(Point localization data)
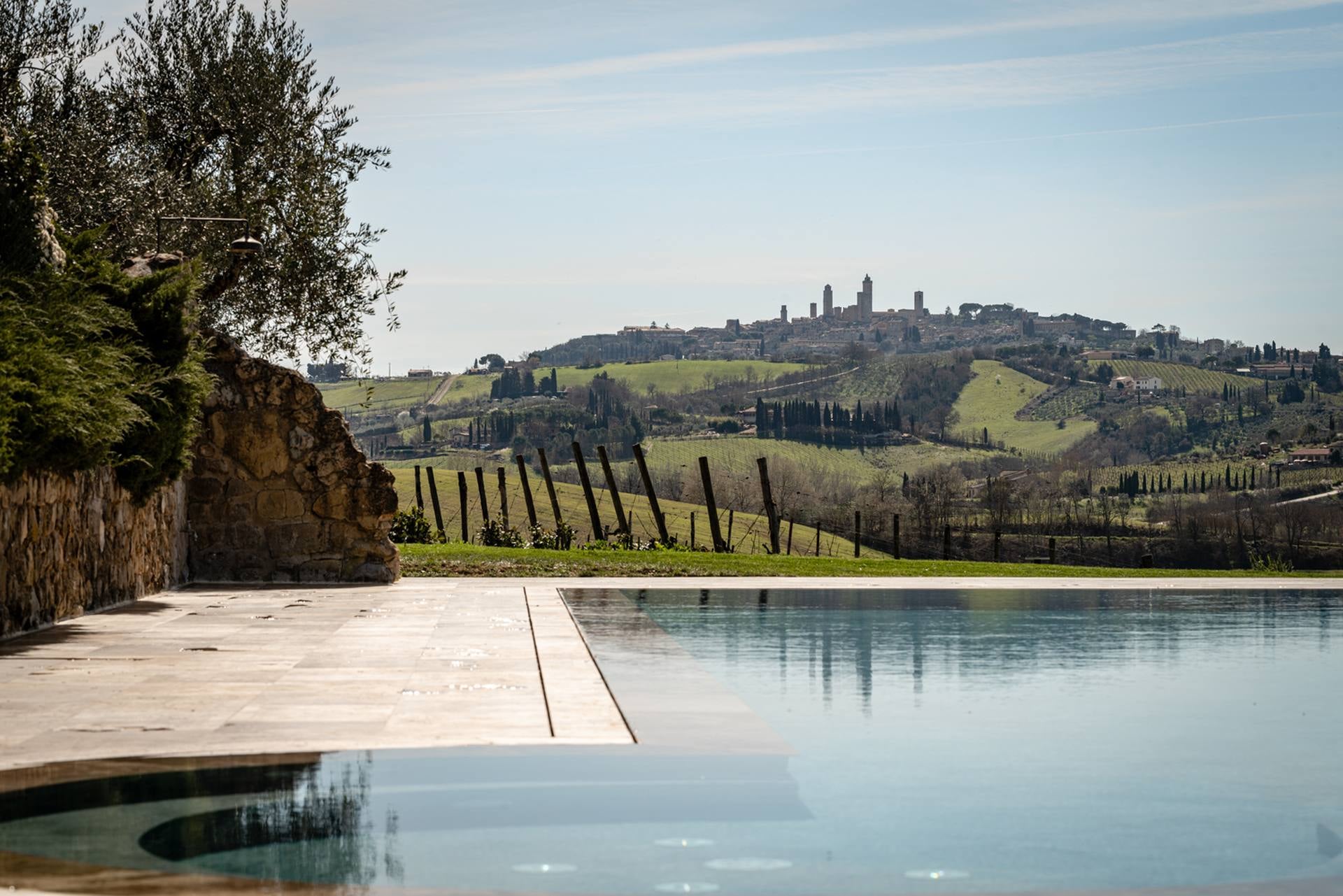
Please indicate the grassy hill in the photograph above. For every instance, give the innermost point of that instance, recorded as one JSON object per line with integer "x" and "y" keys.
{"x": 734, "y": 458}
{"x": 390, "y": 394}
{"x": 991, "y": 399}
{"x": 748, "y": 529}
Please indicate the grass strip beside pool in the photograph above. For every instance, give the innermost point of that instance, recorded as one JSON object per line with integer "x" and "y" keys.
{"x": 460, "y": 559}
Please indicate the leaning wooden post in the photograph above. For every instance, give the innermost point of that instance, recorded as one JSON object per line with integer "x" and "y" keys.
{"x": 588, "y": 492}
{"x": 480, "y": 487}
{"x": 616, "y": 493}
{"x": 462, "y": 495}
{"x": 433, "y": 497}
{"x": 653, "y": 497}
{"x": 770, "y": 509}
{"x": 527, "y": 492}
{"x": 550, "y": 488}
{"x": 711, "y": 506}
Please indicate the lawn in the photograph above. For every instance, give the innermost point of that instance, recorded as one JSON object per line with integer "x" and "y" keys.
{"x": 473, "y": 560}
{"x": 991, "y": 399}
{"x": 750, "y": 531}
{"x": 387, "y": 394}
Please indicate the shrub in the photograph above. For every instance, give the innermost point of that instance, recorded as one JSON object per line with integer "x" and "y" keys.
{"x": 410, "y": 527}
{"x": 496, "y": 535}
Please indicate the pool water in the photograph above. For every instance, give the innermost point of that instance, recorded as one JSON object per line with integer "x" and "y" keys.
{"x": 823, "y": 742}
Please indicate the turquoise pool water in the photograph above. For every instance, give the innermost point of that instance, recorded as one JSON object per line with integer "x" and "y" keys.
{"x": 823, "y": 742}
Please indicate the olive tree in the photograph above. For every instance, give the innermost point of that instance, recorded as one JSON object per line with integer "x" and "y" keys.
{"x": 203, "y": 108}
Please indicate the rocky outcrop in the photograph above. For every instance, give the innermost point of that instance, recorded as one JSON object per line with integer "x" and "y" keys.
{"x": 77, "y": 543}
{"x": 278, "y": 490}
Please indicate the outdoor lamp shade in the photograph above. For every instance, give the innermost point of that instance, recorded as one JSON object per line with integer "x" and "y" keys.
{"x": 245, "y": 246}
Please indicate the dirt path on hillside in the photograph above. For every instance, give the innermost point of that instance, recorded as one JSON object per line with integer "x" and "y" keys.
{"x": 442, "y": 388}
{"x": 820, "y": 379}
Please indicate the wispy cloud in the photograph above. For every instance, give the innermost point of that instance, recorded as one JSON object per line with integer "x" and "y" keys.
{"x": 989, "y": 84}
{"x": 1137, "y": 13}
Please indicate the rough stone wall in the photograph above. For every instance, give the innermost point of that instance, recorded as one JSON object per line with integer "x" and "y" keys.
{"x": 76, "y": 543}
{"x": 278, "y": 490}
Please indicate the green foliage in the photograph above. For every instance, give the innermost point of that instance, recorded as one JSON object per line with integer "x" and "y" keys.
{"x": 496, "y": 535}
{"x": 410, "y": 527}
{"x": 557, "y": 539}
{"x": 96, "y": 369}
{"x": 22, "y": 176}
{"x": 215, "y": 108}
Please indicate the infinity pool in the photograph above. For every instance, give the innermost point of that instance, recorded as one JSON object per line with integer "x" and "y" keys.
{"x": 817, "y": 742}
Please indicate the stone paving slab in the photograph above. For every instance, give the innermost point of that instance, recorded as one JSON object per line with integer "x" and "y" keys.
{"x": 215, "y": 671}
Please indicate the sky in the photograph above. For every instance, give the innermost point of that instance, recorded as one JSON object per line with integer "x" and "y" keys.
{"x": 569, "y": 167}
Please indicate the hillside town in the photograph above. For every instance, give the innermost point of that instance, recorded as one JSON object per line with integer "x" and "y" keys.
{"x": 830, "y": 329}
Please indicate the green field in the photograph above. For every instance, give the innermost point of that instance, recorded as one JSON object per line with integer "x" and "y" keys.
{"x": 991, "y": 399}
{"x": 748, "y": 529}
{"x": 471, "y": 560}
{"x": 734, "y": 458}
{"x": 1193, "y": 379}
{"x": 387, "y": 394}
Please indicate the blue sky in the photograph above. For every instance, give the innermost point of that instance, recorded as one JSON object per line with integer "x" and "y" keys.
{"x": 571, "y": 167}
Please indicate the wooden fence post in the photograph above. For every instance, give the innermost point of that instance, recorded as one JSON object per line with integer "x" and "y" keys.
{"x": 461, "y": 493}
{"x": 433, "y": 497}
{"x": 550, "y": 488}
{"x": 480, "y": 487}
{"x": 598, "y": 532}
{"x": 711, "y": 506}
{"x": 653, "y": 499}
{"x": 527, "y": 492}
{"x": 616, "y": 493}
{"x": 770, "y": 509}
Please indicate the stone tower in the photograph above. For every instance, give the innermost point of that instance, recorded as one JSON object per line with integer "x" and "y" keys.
{"x": 865, "y": 300}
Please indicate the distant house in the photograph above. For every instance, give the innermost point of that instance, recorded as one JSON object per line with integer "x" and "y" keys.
{"x": 1137, "y": 383}
{"x": 1309, "y": 456}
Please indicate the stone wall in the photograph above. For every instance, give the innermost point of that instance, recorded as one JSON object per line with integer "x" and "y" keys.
{"x": 278, "y": 490}
{"x": 77, "y": 543}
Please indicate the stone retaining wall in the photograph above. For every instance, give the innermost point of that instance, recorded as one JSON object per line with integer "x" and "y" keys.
{"x": 77, "y": 543}
{"x": 278, "y": 490}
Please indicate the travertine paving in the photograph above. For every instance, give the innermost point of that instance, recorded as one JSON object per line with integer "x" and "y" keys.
{"x": 230, "y": 671}
{"x": 423, "y": 662}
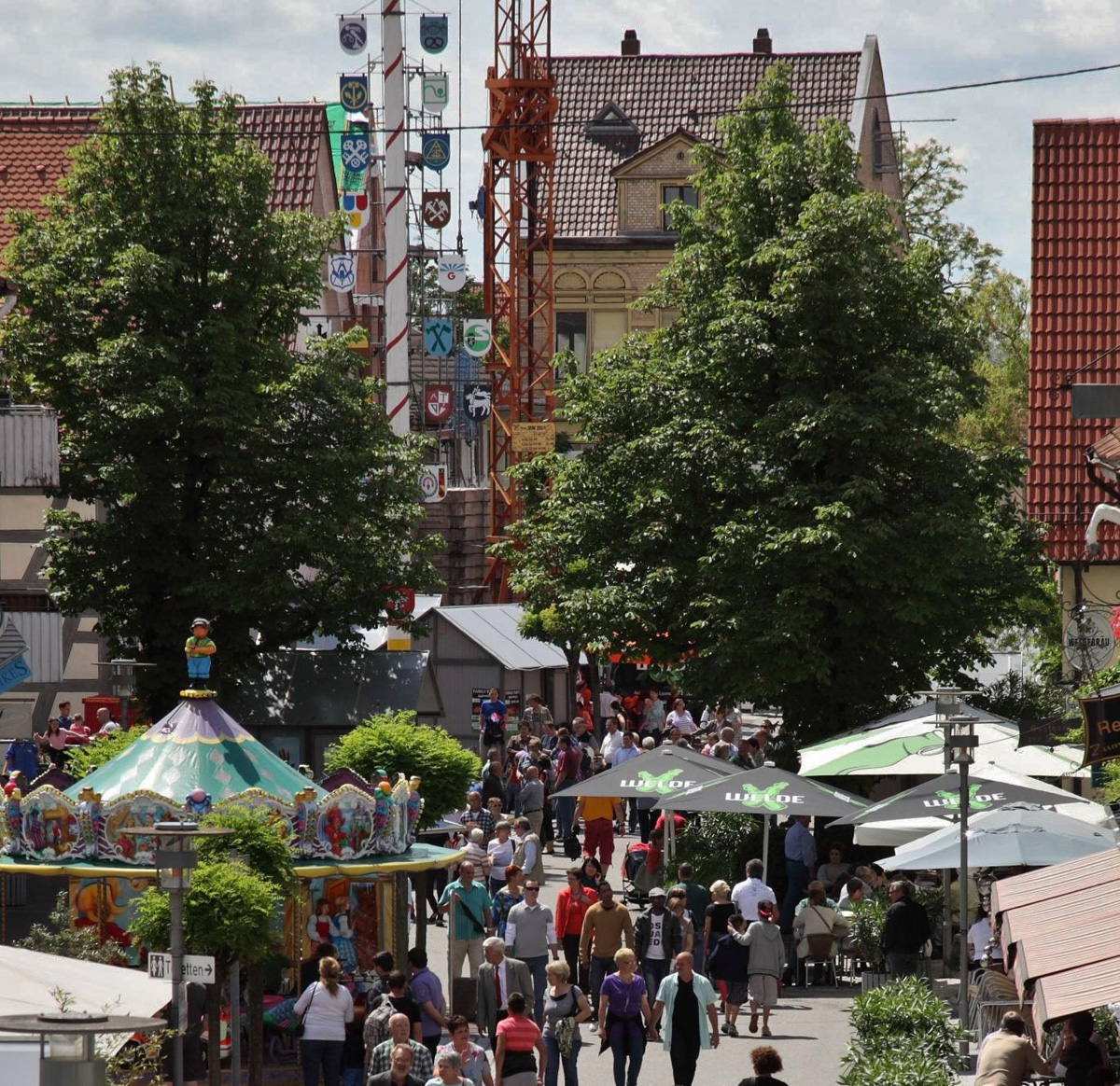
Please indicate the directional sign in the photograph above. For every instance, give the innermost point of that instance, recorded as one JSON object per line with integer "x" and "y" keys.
{"x": 341, "y": 272}
{"x": 434, "y": 92}
{"x": 354, "y": 92}
{"x": 477, "y": 398}
{"x": 436, "y": 150}
{"x": 436, "y": 210}
{"x": 476, "y": 336}
{"x": 452, "y": 273}
{"x": 352, "y": 35}
{"x": 434, "y": 33}
{"x": 437, "y": 336}
{"x": 199, "y": 968}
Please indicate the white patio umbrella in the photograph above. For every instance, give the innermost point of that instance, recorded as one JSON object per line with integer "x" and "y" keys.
{"x": 897, "y": 833}
{"x": 1018, "y": 834}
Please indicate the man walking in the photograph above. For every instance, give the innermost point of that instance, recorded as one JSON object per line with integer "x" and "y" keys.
{"x": 692, "y": 1019}
{"x": 497, "y": 977}
{"x": 470, "y": 922}
{"x": 608, "y": 927}
{"x": 905, "y": 929}
{"x": 530, "y": 935}
{"x": 658, "y": 940}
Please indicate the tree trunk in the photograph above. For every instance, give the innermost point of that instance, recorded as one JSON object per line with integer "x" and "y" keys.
{"x": 256, "y": 985}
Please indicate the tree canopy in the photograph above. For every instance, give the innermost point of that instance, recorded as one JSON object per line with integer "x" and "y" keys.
{"x": 238, "y": 477}
{"x": 772, "y": 490}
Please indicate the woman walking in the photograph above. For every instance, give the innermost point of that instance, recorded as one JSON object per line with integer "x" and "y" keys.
{"x": 325, "y": 1008}
{"x": 565, "y": 1008}
{"x": 623, "y": 1006}
{"x": 518, "y": 1037}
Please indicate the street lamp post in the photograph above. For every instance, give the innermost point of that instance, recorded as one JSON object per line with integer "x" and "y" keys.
{"x": 963, "y": 743}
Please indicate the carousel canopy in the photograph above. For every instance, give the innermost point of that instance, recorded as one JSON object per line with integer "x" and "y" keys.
{"x": 195, "y": 745}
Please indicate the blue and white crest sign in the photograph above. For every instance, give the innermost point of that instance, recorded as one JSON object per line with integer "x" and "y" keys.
{"x": 434, "y": 33}
{"x": 354, "y": 92}
{"x": 352, "y": 35}
{"x": 437, "y": 336}
{"x": 341, "y": 272}
{"x": 436, "y": 149}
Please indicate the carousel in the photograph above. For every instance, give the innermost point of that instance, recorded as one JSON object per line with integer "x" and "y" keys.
{"x": 354, "y": 846}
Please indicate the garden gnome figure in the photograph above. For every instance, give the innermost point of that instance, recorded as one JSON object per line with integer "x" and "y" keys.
{"x": 200, "y": 648}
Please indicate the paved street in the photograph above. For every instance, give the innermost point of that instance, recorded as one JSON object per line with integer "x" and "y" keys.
{"x": 810, "y": 1033}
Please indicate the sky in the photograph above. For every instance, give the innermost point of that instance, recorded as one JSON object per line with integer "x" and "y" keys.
{"x": 270, "y": 49}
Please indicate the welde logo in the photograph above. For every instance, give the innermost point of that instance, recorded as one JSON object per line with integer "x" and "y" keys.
{"x": 951, "y": 801}
{"x": 771, "y": 799}
{"x": 662, "y": 785}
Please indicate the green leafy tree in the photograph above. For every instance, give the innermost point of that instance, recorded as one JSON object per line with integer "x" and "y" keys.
{"x": 230, "y": 912}
{"x": 772, "y": 492}
{"x": 239, "y": 479}
{"x": 396, "y": 743}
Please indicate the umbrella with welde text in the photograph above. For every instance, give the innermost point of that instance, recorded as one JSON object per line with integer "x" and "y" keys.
{"x": 942, "y": 800}
{"x": 765, "y": 790}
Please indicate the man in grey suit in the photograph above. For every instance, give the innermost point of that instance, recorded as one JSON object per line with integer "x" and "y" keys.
{"x": 497, "y": 977}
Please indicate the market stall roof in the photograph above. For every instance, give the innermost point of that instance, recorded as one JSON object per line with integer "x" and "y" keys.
{"x": 666, "y": 771}
{"x": 195, "y": 745}
{"x": 765, "y": 790}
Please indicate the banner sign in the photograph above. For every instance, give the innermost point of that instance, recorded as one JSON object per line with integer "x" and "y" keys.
{"x": 1102, "y": 729}
{"x": 437, "y": 336}
{"x": 354, "y": 92}
{"x": 341, "y": 272}
{"x": 352, "y": 35}
{"x": 434, "y": 33}
{"x": 476, "y": 336}
{"x": 436, "y": 210}
{"x": 436, "y": 150}
{"x": 434, "y": 90}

* _Aim of the exercise_
Each line from the one that includes "Please indicate the market" down to the close of the records above is to be given again exactly, and no other line is to appear.

* _Response below_
Please indicate the market stall roof in the photograph above. For every instance, give the innermost point of that instance, recorded as one JSON object per line with integer "x" and "y" keys.
{"x": 666, "y": 771}
{"x": 195, "y": 745}
{"x": 765, "y": 790}
Please indicate the banner sign in the photograph above. For every instance, give the innermost point of that instance, recorded as one JSON object per line with integer "x" and "y" keys.
{"x": 1102, "y": 729}
{"x": 437, "y": 336}
{"x": 354, "y": 92}
{"x": 341, "y": 272}
{"x": 352, "y": 35}
{"x": 434, "y": 33}
{"x": 476, "y": 336}
{"x": 436, "y": 210}
{"x": 436, "y": 150}
{"x": 434, "y": 90}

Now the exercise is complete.